Items stored from a collection:
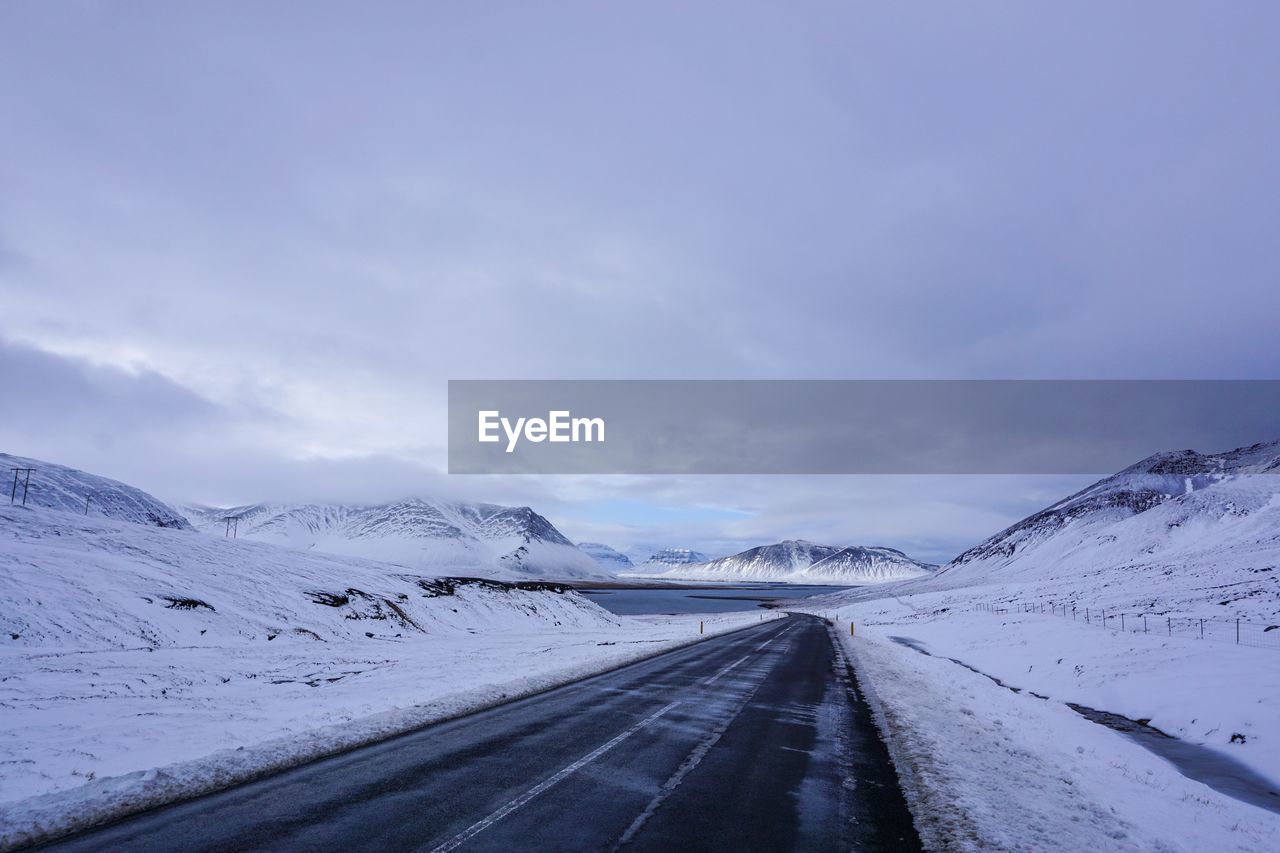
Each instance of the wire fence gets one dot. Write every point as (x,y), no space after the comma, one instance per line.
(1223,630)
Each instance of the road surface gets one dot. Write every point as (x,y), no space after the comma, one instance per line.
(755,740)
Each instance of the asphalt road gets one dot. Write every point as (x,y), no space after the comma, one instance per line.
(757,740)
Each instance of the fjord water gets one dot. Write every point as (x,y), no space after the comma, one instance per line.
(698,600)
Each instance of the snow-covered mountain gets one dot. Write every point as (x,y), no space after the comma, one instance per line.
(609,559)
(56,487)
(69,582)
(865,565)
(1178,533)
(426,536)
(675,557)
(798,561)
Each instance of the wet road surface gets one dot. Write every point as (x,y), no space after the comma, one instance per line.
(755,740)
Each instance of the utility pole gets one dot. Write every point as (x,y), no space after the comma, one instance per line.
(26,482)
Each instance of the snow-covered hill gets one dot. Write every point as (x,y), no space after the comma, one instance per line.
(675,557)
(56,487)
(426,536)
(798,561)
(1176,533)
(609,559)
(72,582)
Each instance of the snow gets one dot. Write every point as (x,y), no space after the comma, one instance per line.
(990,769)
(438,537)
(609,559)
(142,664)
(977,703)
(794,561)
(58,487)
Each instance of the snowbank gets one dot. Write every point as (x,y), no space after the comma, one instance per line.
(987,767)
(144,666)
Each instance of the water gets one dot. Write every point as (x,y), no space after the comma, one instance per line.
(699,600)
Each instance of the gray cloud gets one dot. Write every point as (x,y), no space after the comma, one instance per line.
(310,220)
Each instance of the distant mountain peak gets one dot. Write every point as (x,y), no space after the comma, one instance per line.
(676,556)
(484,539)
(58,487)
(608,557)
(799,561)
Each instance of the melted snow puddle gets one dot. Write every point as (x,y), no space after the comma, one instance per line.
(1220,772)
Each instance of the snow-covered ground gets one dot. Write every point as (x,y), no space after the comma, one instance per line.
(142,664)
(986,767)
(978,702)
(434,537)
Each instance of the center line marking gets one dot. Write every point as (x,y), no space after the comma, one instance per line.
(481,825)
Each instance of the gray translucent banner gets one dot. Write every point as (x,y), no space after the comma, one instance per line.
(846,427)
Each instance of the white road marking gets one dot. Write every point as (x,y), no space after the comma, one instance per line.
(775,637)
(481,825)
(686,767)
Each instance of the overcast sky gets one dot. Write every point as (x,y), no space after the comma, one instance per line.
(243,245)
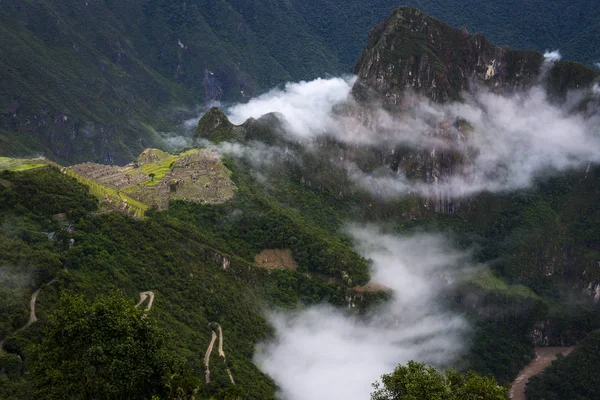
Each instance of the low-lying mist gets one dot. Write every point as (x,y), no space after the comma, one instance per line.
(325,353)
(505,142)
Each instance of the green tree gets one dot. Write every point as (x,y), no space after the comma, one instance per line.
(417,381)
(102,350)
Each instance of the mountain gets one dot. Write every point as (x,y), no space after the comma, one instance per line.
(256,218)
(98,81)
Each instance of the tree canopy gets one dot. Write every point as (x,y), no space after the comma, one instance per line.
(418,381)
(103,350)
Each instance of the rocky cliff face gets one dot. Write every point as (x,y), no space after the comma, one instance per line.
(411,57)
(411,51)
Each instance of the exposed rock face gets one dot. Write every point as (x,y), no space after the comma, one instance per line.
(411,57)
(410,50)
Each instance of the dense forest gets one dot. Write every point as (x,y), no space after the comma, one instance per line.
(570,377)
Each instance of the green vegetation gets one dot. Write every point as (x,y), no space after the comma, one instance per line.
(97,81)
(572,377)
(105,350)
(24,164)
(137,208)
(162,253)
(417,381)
==
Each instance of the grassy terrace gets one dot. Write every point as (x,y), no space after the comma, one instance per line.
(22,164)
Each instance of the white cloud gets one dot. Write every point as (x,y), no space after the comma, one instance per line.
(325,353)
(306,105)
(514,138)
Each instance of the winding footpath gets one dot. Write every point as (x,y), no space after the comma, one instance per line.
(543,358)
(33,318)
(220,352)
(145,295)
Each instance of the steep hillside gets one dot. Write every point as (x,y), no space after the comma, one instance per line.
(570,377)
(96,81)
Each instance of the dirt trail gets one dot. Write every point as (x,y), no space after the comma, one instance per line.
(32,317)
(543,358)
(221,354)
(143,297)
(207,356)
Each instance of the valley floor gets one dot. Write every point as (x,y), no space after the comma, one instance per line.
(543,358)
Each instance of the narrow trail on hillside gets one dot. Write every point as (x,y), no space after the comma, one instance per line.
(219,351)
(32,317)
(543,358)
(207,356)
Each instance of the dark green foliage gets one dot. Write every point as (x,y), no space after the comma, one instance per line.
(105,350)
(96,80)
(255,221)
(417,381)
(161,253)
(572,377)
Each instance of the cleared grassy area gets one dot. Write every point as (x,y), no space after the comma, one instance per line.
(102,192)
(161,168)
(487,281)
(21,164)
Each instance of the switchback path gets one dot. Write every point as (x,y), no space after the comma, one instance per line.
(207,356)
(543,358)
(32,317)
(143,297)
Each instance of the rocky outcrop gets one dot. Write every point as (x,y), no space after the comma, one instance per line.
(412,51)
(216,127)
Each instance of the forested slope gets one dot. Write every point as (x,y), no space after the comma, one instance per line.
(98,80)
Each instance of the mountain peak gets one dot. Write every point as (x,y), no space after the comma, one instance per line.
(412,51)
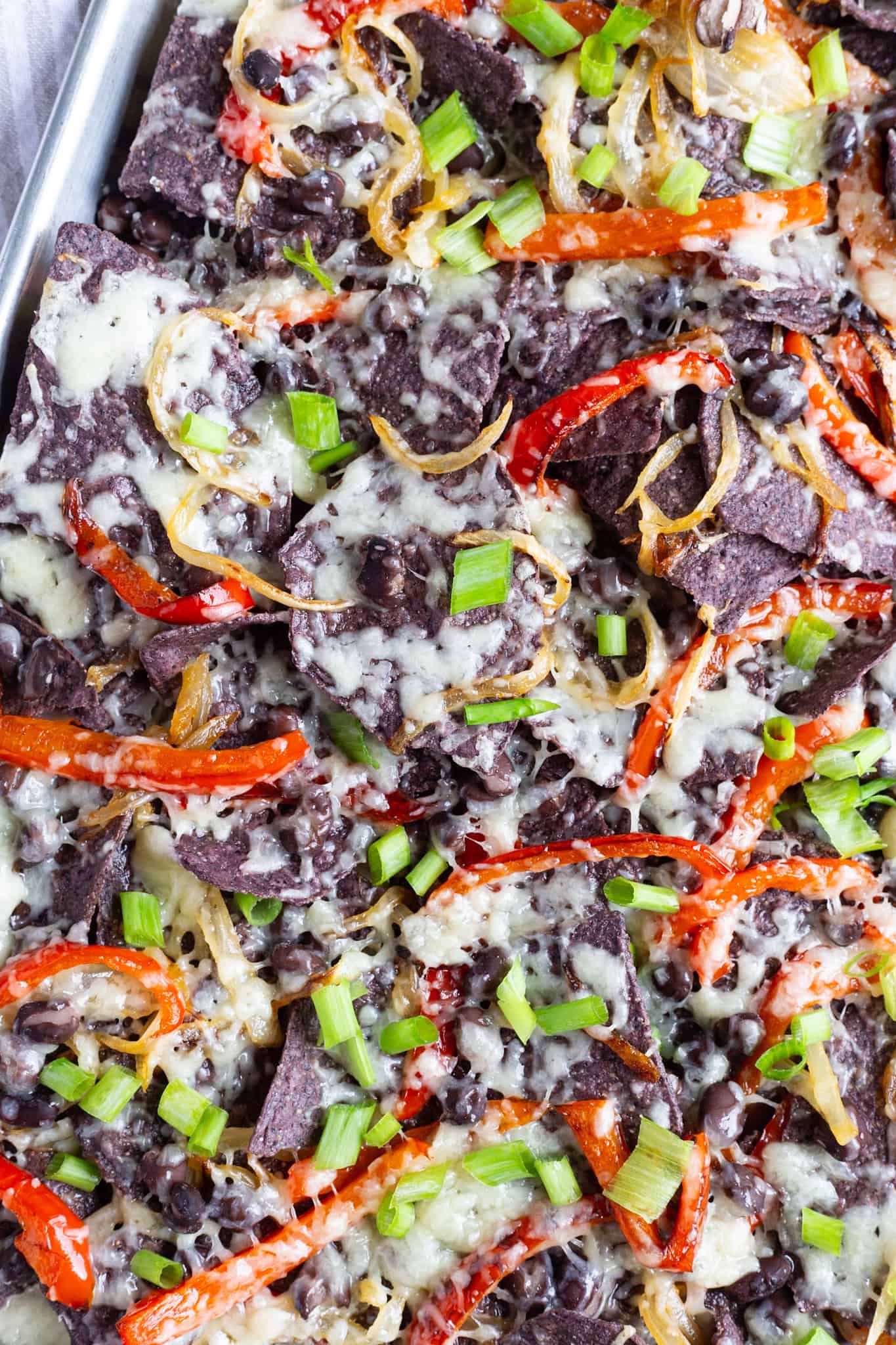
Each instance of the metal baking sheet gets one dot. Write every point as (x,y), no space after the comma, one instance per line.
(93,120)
==
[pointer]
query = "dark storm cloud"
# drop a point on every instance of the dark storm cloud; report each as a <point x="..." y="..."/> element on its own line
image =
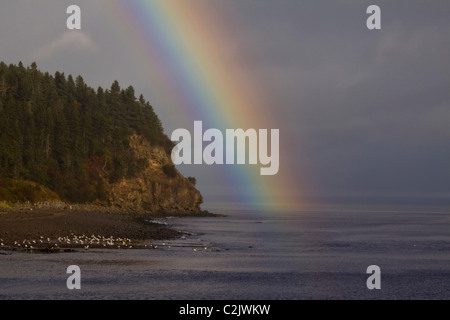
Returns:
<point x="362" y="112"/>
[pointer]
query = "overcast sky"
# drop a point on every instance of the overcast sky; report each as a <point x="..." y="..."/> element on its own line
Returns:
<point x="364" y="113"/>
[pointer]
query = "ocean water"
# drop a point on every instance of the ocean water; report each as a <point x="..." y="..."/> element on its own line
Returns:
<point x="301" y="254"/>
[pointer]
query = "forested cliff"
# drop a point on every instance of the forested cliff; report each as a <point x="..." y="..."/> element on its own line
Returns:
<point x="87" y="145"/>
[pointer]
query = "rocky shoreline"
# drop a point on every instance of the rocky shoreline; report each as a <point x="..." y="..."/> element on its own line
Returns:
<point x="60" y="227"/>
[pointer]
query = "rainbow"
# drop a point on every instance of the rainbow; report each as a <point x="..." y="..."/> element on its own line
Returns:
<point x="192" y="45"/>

■ Given problem ■
Show every line of the material above that contains the string "rainbow", treating uppercase and lowercase as different.

■ Answer below ■
query = "rainbow"
# drop a point on every instance of the rainbow; report each as a <point x="..." y="..."/> element on its own line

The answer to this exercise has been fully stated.